Using the data below, reproduce exactly the lines from the line with "mark the night sky | one pin per instance." to the line with "Target: man in white shirt", both included; pictures must be dropped.

DATA FOR PROCESSING:
↓
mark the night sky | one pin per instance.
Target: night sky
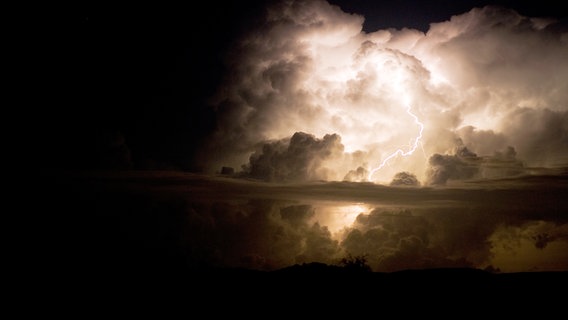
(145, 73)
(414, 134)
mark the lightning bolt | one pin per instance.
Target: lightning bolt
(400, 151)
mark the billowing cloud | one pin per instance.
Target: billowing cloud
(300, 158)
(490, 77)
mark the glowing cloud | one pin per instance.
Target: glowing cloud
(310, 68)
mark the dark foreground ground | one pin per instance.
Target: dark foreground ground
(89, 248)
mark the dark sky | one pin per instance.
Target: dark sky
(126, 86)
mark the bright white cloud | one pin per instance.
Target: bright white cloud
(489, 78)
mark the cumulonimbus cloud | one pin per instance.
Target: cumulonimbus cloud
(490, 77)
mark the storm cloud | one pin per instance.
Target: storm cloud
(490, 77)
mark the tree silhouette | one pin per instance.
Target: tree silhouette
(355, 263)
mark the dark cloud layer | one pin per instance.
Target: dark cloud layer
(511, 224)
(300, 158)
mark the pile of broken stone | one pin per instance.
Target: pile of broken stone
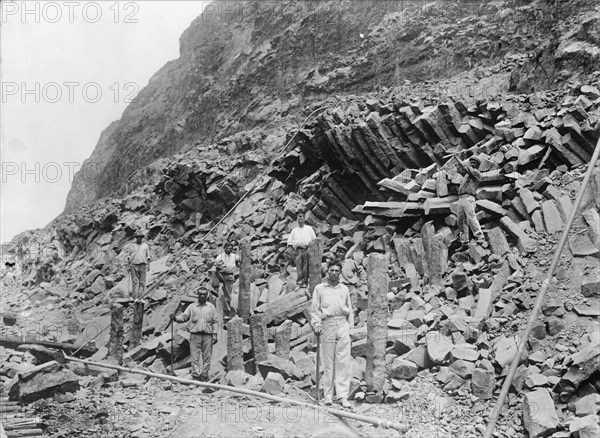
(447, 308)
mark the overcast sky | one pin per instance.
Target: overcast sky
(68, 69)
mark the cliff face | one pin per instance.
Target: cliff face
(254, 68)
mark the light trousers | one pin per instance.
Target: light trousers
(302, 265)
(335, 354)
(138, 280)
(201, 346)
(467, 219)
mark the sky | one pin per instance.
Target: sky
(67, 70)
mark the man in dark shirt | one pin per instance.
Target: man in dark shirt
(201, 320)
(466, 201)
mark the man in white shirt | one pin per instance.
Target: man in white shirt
↑
↓
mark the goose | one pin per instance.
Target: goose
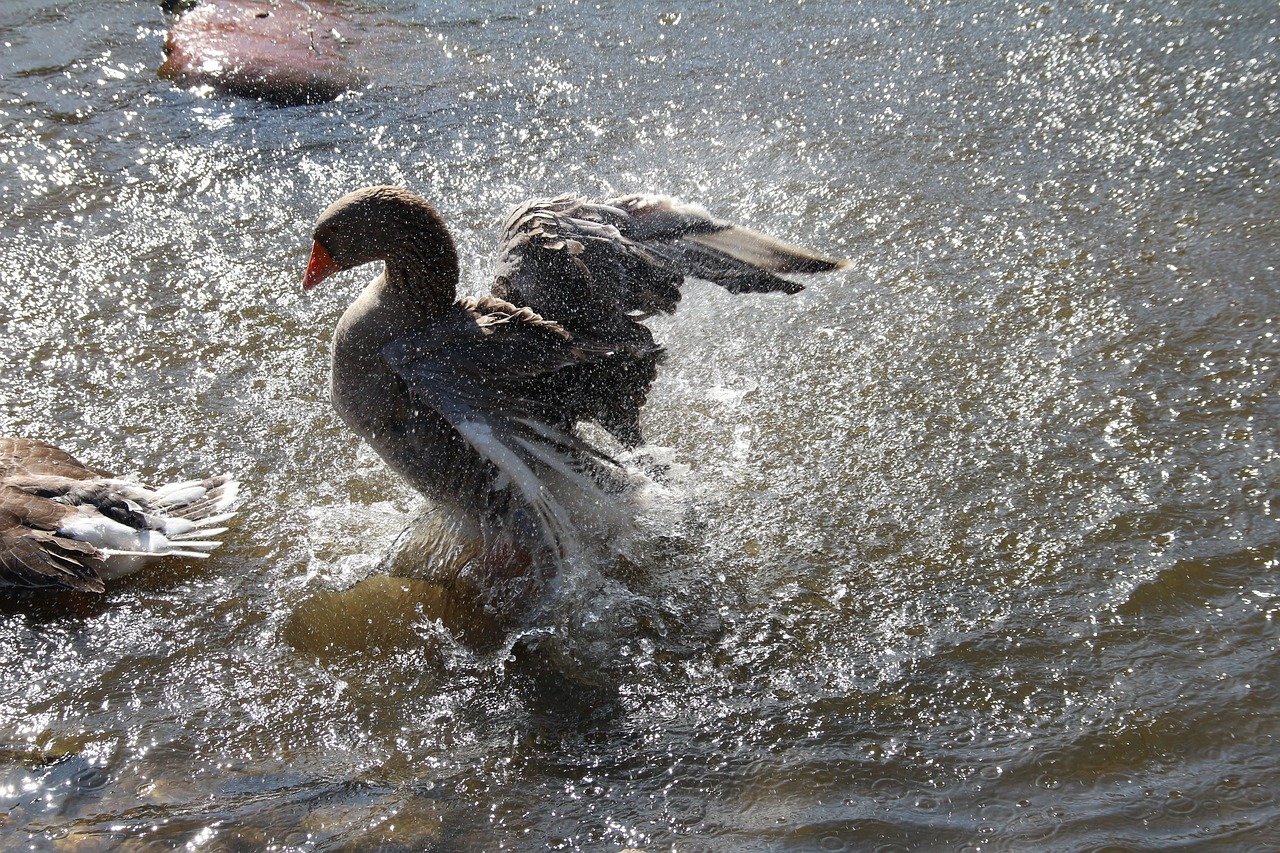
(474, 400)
↑
WRITTEN RESPONSE:
mark the night sky | one pin per instance.
Target: night sky
(145, 73)
(414, 134)
mark the lightning bolt | one pin per instance.
Target: lightning bolt
(400, 151)
mark the billowing cloud | one pin per instance.
Target: billowing cloud
(300, 158)
(490, 77)
mark the glowing cloud | one pin per instance.
Target: glowing cloud
(310, 68)
mark the dark foreground ground | one pin per instance.
Target: dark foreground ground
(89, 248)
mark the dark sky | one pin per instance.
Target: dark sky
(126, 86)
mark the bright white cloud | one pin per instance.
Target: bright white cloud
(489, 78)
mark the cumulonimbus cloud | one pin per instance.
Target: cumulonimbus cloud
(490, 77)
mark the storm cloud | one pin per instance.
Target: storm cloud
(490, 77)
mark the tree silhouette | one pin per instance.
Target: tree silhouette
(355, 263)
mark the dark cloud layer | one pin per instance.
Target: dark cloud layer
(511, 224)
(300, 158)
mark the pile of broken stone | one pin per instance.
Target: pile of broken stone
(447, 308)
mark the overcast sky | one pin per instance.
Target: overcast sky
(68, 69)
mark the cliff face | one pin per instance.
Target: cliff face
(254, 68)
mark the light trousers | one pin per instance.
Target: light trousers
(302, 265)
(335, 354)
(138, 280)
(201, 346)
(467, 219)
mark the sky | one pin per instance.
Target: sky
(67, 70)
mark the man in dark shirt | one pin per instance.
Target: man in dark shirt
(201, 320)
(466, 201)
mark the man in white shirt | one pin per instance.
Target: man in white shirt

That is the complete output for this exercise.